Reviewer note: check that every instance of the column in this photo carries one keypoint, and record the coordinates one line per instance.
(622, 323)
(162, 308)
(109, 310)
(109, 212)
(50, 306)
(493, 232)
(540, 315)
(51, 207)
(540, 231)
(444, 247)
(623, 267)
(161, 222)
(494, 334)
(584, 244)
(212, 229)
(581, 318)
- - -
Your instructions>
All records above are to be returned exactly as given.

Answer to the exercise>
Reviewer note: check that every instance of the column in this photo carries one keypoint, and record the coordinates one line per instance.
(622, 323)
(162, 308)
(109, 310)
(109, 212)
(50, 306)
(493, 232)
(540, 315)
(51, 207)
(540, 231)
(444, 247)
(623, 267)
(161, 222)
(494, 334)
(584, 244)
(212, 229)
(581, 318)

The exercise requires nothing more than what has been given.